+++ Task input +++

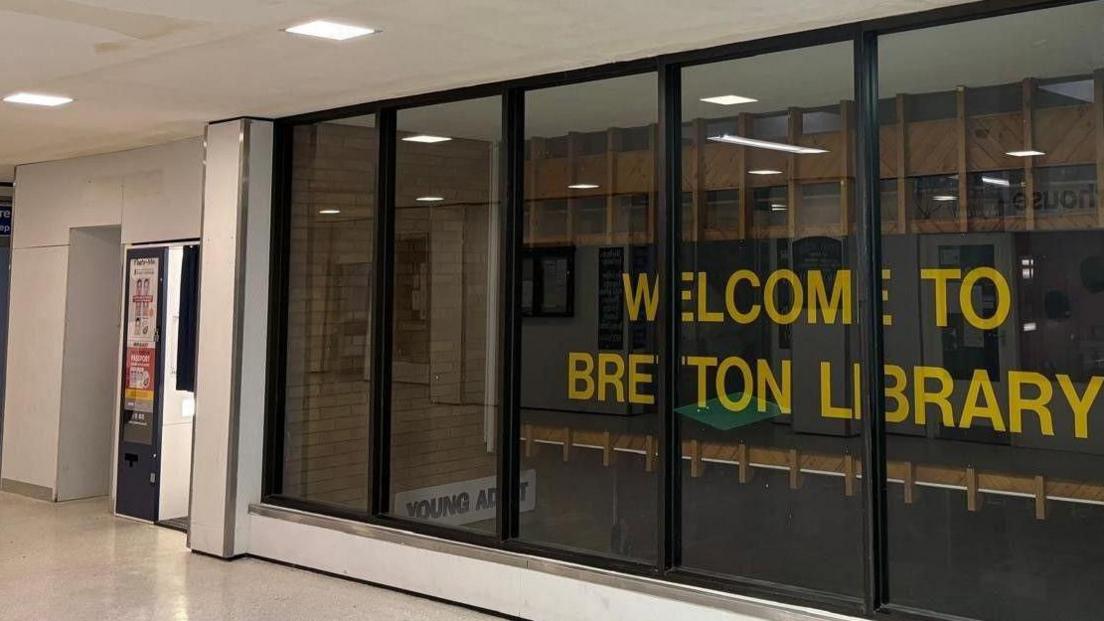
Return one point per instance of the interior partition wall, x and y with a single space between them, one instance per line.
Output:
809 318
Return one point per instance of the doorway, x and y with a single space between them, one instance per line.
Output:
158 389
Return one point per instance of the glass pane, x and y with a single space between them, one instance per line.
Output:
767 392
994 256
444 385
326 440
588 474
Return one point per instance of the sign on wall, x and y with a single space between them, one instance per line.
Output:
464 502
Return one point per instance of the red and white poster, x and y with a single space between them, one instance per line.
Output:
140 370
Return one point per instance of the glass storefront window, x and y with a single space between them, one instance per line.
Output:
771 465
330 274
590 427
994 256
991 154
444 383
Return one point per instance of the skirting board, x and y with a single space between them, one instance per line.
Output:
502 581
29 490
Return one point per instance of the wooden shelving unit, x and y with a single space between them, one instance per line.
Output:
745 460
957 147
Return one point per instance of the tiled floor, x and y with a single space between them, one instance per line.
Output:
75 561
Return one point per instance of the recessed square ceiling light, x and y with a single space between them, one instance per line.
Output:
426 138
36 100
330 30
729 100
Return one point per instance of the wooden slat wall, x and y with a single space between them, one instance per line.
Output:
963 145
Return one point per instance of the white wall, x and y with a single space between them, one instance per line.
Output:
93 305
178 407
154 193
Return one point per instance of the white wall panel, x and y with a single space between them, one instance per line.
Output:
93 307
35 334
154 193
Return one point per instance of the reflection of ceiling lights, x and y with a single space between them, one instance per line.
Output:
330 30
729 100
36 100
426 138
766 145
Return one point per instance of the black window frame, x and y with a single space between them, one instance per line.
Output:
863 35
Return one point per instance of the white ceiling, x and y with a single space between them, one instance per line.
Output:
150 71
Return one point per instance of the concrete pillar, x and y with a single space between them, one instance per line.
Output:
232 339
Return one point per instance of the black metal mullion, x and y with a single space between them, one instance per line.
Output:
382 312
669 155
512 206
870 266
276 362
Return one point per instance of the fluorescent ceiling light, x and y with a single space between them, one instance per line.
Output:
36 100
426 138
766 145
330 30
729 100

+++

Work item: The word to look for is "wall"; copy out every line of the entries that holds it.

Answer space:
Return one point per instance of the interior partition wall, x and y with a single space between them, one instance per line.
Return one point per instance of the sign on wall, x and y with a single space between them, one instance per line.
Return one point per instance of the wooden slat wall, x and y with a single space between them, one instance per line.
Return one point per instance of the white wall, x and y with a single space between them, one instance per line.
Return one point per instance of the white wall panel, x and y with a single space between them, one instance per line.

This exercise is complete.